Things to do:
(a) Answer these questions from the article on the second Covid vaccine dose:
(i) According to CDC data, how many people in the U.S. have received both shots of a two-dose Covid vaccine?
(ii) What does Dr. Paul Offit direct, and at which hospital?
(iii) Where was the letter suggesting the second Pfizer shot could be delayed published?
(b) Write the next part of the article on the second Covid vaccine dose, picking up after its last sentence.

Document passage:
-- Opening Marker --

The second dose of Covid vaccine is needed for complete immunity, infectious disease specialist Dr. Paul Offit says
- So far, more than 15 million people in the U.S. have received both shots of a two-dose Covid vaccine, according to data from the Centers for Disease Control and Prevention.
- Nearly 25 million additional people in the country have received their first vaccine shot.
The second dose of Covid-19 vaccine is crucial in creating longer and complete immunity as well as preventing variants of the virus, according to Dr. Paul Offit, director of the Vaccine Education Center at Children's Hospital of Philadelphia.
"We need to know that this is a two-dose vaccine, period," Offit told CNBC's "The News with Shepard Smith." "The second dose of either the Pfizer or Modern vaccine dramatically increases it and induces the kind of cells that suggest you'll have longer term memory, meaning the vaccine would last for a few years. I think if we have people who just get one dose of the vaccine, which will give you shorter and less complete immunity, that's only going to create variants."
His comments came after a recent study suggested that the second shot of the Pfizer vaccine could be delayed because the first one is highly protective, according to a letter published in the New England Journal of Medicine.

-- Closing Marker --

Recorded information:
-- Opening Marker --

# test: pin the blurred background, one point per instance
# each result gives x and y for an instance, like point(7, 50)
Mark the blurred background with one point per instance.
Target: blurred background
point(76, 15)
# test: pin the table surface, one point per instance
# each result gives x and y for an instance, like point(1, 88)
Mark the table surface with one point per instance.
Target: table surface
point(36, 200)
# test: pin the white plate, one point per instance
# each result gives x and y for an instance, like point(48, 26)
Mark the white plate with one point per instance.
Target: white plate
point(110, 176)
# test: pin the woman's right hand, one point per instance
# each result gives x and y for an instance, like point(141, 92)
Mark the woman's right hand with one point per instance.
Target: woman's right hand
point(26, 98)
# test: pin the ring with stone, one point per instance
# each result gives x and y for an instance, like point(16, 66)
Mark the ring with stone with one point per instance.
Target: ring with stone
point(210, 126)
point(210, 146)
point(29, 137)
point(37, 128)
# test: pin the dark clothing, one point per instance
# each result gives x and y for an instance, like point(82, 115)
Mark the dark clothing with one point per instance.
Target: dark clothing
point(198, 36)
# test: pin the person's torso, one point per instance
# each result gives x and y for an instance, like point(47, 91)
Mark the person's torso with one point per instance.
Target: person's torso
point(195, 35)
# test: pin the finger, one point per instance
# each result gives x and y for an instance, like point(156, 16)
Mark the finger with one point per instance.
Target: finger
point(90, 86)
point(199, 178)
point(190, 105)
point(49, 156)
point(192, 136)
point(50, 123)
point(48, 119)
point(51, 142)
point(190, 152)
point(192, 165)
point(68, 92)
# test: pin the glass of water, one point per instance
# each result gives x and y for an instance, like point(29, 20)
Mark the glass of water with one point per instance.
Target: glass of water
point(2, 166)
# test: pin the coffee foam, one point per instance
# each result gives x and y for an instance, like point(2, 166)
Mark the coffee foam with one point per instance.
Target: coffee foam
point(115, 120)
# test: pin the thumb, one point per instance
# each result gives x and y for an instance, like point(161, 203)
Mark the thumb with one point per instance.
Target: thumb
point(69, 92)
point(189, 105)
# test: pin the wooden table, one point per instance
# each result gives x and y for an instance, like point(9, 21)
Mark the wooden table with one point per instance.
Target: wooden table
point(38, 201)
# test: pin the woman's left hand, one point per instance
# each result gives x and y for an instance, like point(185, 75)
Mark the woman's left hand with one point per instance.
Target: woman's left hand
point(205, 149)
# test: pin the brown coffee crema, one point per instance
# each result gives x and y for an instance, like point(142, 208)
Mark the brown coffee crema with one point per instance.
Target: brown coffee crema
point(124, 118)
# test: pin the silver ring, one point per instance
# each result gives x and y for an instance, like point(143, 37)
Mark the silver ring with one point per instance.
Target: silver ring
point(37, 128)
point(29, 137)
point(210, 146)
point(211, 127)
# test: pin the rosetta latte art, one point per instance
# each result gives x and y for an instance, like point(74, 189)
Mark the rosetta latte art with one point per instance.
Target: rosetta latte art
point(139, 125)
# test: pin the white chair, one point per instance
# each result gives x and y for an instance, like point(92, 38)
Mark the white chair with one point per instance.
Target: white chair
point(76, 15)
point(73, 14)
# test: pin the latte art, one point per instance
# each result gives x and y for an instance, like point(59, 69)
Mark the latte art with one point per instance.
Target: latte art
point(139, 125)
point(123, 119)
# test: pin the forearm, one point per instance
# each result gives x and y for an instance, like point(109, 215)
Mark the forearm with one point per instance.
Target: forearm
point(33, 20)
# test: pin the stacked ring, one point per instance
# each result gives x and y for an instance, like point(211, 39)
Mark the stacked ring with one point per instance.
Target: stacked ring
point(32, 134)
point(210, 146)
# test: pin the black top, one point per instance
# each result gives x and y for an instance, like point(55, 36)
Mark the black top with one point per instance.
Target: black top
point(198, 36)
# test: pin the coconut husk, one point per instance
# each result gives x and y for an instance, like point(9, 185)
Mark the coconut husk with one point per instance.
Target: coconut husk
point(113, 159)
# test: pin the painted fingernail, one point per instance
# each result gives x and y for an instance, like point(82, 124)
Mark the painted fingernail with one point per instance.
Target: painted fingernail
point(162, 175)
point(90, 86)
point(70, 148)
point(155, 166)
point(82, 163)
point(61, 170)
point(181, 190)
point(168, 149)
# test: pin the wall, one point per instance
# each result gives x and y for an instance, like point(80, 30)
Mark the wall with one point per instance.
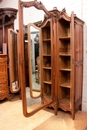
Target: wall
point(80, 9)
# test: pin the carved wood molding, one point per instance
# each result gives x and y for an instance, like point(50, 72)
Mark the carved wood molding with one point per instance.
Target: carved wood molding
point(37, 5)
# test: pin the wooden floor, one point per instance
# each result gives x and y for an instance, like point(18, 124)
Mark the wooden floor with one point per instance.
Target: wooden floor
point(11, 118)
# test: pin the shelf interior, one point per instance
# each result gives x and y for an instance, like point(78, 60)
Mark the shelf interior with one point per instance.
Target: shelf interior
point(64, 47)
point(64, 28)
point(65, 62)
point(47, 61)
point(64, 79)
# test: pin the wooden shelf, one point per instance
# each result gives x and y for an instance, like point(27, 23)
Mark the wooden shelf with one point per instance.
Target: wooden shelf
point(65, 100)
point(65, 38)
point(63, 69)
point(64, 54)
point(66, 85)
point(45, 40)
point(49, 68)
point(46, 54)
point(47, 82)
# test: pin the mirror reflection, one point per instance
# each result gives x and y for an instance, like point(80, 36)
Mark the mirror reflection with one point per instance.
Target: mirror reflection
point(34, 61)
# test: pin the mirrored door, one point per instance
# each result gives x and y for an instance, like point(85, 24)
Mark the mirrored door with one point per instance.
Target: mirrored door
point(35, 88)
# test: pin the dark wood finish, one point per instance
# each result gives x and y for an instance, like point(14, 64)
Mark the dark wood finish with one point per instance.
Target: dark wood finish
point(13, 51)
point(61, 45)
point(4, 92)
point(7, 17)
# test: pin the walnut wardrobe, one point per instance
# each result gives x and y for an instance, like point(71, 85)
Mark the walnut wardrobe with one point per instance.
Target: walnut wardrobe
point(61, 59)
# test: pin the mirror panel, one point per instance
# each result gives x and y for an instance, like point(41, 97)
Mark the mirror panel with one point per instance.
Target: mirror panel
point(13, 60)
point(26, 96)
point(34, 60)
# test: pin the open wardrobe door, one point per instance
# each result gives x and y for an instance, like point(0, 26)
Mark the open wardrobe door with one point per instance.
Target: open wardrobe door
point(38, 94)
point(13, 46)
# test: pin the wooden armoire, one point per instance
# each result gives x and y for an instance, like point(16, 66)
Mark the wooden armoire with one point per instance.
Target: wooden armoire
point(8, 51)
point(61, 59)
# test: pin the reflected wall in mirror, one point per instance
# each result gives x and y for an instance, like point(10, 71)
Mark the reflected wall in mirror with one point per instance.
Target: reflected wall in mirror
point(13, 60)
point(34, 60)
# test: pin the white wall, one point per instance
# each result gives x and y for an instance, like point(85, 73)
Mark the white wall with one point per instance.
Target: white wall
point(80, 9)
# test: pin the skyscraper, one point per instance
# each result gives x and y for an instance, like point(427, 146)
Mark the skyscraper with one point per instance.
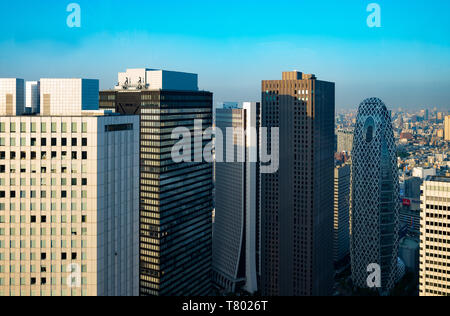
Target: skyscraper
point(341, 213)
point(344, 141)
point(236, 238)
point(176, 198)
point(297, 200)
point(447, 128)
point(435, 237)
point(69, 202)
point(32, 96)
point(375, 195)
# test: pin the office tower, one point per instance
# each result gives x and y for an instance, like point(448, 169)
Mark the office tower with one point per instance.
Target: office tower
point(423, 173)
point(375, 196)
point(69, 204)
point(68, 96)
point(447, 128)
point(341, 213)
point(176, 198)
point(236, 237)
point(344, 141)
point(435, 237)
point(297, 200)
point(32, 96)
point(12, 97)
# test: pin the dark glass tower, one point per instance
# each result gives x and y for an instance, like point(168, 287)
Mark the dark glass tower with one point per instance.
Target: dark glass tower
point(375, 196)
point(297, 201)
point(176, 198)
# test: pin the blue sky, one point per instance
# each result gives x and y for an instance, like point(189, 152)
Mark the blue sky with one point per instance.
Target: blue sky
point(235, 44)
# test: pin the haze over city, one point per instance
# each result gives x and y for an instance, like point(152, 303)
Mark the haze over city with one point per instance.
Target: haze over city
point(234, 45)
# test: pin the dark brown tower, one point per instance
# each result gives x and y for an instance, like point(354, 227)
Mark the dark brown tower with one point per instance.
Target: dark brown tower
point(297, 201)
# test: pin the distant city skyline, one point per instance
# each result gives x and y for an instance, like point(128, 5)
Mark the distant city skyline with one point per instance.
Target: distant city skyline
point(234, 45)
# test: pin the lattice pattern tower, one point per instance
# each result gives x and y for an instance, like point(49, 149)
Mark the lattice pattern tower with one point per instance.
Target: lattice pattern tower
point(375, 195)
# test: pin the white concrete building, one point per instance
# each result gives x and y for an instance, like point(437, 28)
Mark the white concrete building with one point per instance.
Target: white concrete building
point(423, 173)
point(68, 96)
point(154, 79)
point(32, 96)
point(434, 275)
point(69, 203)
point(341, 212)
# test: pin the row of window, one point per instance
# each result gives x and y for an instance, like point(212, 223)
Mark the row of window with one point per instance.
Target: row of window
point(53, 142)
point(32, 127)
point(42, 232)
point(33, 219)
point(44, 155)
point(43, 207)
point(23, 169)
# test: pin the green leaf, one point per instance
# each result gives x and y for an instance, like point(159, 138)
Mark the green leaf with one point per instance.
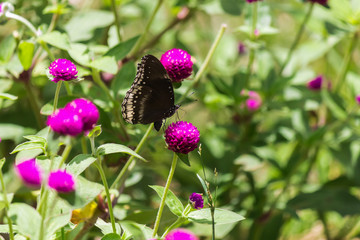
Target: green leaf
point(22, 213)
point(25, 54)
point(56, 39)
point(173, 203)
point(222, 216)
point(123, 78)
point(232, 7)
point(111, 236)
point(110, 148)
point(8, 96)
point(9, 198)
point(122, 49)
point(105, 64)
point(79, 163)
point(28, 146)
point(184, 158)
point(7, 48)
point(85, 192)
point(82, 26)
point(336, 199)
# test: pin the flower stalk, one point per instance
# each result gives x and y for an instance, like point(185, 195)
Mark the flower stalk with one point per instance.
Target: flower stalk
point(163, 198)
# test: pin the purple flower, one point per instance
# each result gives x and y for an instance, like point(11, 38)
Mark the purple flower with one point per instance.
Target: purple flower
point(316, 83)
point(253, 101)
point(180, 234)
point(65, 122)
point(196, 200)
point(182, 137)
point(177, 63)
point(322, 2)
point(62, 70)
point(241, 48)
point(61, 181)
point(29, 172)
point(86, 110)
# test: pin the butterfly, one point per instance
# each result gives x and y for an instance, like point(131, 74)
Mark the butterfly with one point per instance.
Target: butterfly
point(151, 96)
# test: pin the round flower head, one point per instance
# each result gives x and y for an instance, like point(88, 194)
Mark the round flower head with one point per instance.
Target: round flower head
point(65, 122)
point(177, 63)
point(182, 137)
point(86, 110)
point(62, 70)
point(180, 234)
point(196, 200)
point(29, 172)
point(61, 181)
point(316, 83)
point(322, 2)
point(358, 99)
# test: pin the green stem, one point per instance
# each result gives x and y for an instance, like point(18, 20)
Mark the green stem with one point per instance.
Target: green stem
point(34, 105)
point(24, 21)
point(163, 198)
point(137, 46)
point(206, 62)
point(117, 21)
point(297, 38)
point(127, 168)
point(345, 65)
point(252, 50)
point(7, 205)
point(108, 198)
point(98, 81)
point(56, 97)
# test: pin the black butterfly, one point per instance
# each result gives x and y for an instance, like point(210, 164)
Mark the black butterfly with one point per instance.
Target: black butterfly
point(151, 96)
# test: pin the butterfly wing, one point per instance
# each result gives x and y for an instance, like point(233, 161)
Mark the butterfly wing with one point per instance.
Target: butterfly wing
point(151, 96)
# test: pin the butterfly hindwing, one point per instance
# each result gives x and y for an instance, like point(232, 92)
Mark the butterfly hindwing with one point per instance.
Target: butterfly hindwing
point(151, 96)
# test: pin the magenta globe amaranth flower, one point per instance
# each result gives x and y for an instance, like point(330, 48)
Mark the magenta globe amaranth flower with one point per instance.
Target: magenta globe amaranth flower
point(180, 234)
point(29, 172)
point(182, 137)
point(65, 122)
point(61, 181)
point(316, 83)
point(322, 2)
point(358, 99)
point(177, 63)
point(86, 110)
point(196, 200)
point(62, 70)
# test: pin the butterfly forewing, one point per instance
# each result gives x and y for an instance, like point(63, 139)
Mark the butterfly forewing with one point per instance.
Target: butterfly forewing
point(151, 96)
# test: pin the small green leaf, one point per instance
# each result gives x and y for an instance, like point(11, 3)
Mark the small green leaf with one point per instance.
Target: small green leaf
point(110, 148)
point(221, 216)
point(95, 132)
point(171, 200)
point(232, 7)
point(56, 39)
point(22, 213)
point(111, 236)
point(7, 48)
point(122, 49)
point(25, 53)
point(8, 96)
point(85, 192)
point(184, 158)
point(28, 146)
point(105, 64)
point(79, 163)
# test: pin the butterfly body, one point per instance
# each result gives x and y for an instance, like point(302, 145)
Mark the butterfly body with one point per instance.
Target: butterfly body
point(151, 96)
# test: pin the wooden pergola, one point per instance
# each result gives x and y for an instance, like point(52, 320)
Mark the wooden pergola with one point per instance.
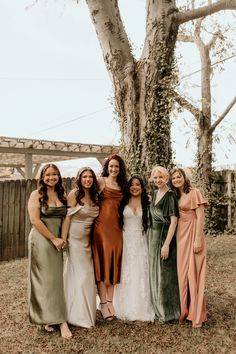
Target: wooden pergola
point(27, 155)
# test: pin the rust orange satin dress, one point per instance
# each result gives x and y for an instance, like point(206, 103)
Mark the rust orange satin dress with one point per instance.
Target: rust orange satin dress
point(191, 266)
point(107, 238)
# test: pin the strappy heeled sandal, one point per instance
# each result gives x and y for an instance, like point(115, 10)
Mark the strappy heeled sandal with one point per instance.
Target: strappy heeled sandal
point(111, 307)
point(105, 311)
point(48, 328)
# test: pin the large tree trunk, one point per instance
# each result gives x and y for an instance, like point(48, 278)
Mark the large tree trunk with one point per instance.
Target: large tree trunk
point(142, 88)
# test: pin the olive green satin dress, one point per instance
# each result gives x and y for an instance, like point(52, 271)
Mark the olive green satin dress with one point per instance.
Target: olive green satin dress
point(46, 295)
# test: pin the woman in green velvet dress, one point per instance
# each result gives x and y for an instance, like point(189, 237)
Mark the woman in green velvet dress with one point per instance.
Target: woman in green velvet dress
point(47, 208)
point(162, 248)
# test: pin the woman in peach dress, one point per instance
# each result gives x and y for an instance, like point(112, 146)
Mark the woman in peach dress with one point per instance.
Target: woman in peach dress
point(191, 249)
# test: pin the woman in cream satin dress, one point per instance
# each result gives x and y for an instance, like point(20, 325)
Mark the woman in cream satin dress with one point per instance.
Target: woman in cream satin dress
point(79, 281)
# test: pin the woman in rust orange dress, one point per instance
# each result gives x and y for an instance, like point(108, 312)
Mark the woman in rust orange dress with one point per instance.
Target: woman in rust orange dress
point(107, 236)
point(191, 249)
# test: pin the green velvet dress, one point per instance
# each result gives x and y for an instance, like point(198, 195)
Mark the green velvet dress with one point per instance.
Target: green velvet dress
point(163, 273)
point(46, 294)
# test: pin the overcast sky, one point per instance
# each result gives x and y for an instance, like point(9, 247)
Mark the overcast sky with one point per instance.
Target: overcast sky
point(54, 84)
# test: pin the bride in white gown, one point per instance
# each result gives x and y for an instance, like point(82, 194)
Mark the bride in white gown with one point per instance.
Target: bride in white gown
point(79, 280)
point(132, 299)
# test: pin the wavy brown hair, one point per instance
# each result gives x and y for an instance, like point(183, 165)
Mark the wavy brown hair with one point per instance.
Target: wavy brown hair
point(93, 190)
point(187, 184)
point(121, 178)
point(42, 187)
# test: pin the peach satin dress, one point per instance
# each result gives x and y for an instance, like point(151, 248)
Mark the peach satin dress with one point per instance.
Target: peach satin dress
point(107, 238)
point(191, 266)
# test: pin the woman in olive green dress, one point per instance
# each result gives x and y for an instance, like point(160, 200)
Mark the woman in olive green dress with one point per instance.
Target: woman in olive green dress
point(47, 208)
point(162, 248)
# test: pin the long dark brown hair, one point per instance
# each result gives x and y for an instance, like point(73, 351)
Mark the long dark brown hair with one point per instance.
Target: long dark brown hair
point(144, 203)
point(187, 184)
point(93, 190)
point(42, 187)
point(121, 178)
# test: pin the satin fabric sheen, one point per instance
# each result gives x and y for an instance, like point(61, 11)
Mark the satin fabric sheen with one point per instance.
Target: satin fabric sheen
point(132, 299)
point(107, 238)
point(46, 295)
point(191, 266)
point(79, 281)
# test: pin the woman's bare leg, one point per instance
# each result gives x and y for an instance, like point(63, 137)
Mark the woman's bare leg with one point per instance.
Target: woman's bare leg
point(110, 292)
point(65, 331)
point(102, 292)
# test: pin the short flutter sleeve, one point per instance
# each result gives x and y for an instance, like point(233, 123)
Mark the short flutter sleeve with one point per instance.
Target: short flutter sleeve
point(71, 211)
point(197, 199)
point(170, 207)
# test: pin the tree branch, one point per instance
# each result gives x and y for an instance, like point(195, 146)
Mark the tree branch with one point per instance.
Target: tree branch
point(185, 38)
point(203, 11)
point(111, 34)
point(183, 102)
point(223, 115)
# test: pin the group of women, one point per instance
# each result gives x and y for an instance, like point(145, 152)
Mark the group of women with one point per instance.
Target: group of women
point(144, 254)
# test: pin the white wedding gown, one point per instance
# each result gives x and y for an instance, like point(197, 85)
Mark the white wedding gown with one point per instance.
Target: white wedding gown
point(132, 299)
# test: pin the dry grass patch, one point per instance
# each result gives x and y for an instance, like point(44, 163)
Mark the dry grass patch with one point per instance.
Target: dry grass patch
point(218, 335)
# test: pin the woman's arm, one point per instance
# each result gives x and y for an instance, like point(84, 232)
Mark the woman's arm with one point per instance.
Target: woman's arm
point(197, 244)
point(71, 202)
point(166, 247)
point(101, 183)
point(34, 215)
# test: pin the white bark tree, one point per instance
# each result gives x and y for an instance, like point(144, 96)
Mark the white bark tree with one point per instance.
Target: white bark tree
point(202, 112)
point(142, 88)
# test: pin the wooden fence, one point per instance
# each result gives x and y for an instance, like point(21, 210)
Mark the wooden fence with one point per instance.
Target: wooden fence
point(15, 225)
point(14, 220)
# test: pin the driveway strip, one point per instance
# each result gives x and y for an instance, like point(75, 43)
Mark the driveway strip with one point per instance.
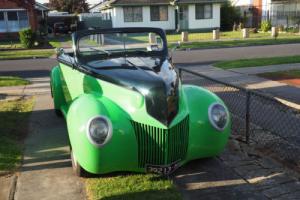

-- Closing Marker --

Expected responses:
(a)
(i) More than 15 million people.
(ii) The Vaccine Education Center at Children's Hospital of Philadelphia.
(iii) In the New England Journal of Medicine.

(b)
So far, more than 15 million people in the U.S. have received both shots of a two-dose Covid vaccine, according to data from the Centers for Disease Control and Prevention. Nearly 25 million additional people in the country have received their first vaccine shot.
Moderna said last month that it plans to test a booster shot of its Covid vaccine a year after the initial two-dose immunization.
"When you get a booster shot against this virus that's the most common virus circulating, that creates more cross-reactive antibodies ... you don't necessarily have to boost with a different vaccine if a variant gets to the point where it completely resists immunity, then we'll have to create the second generation vaccine," Offit said. "Right now it might mean a booster shot of the vaccines we've already made."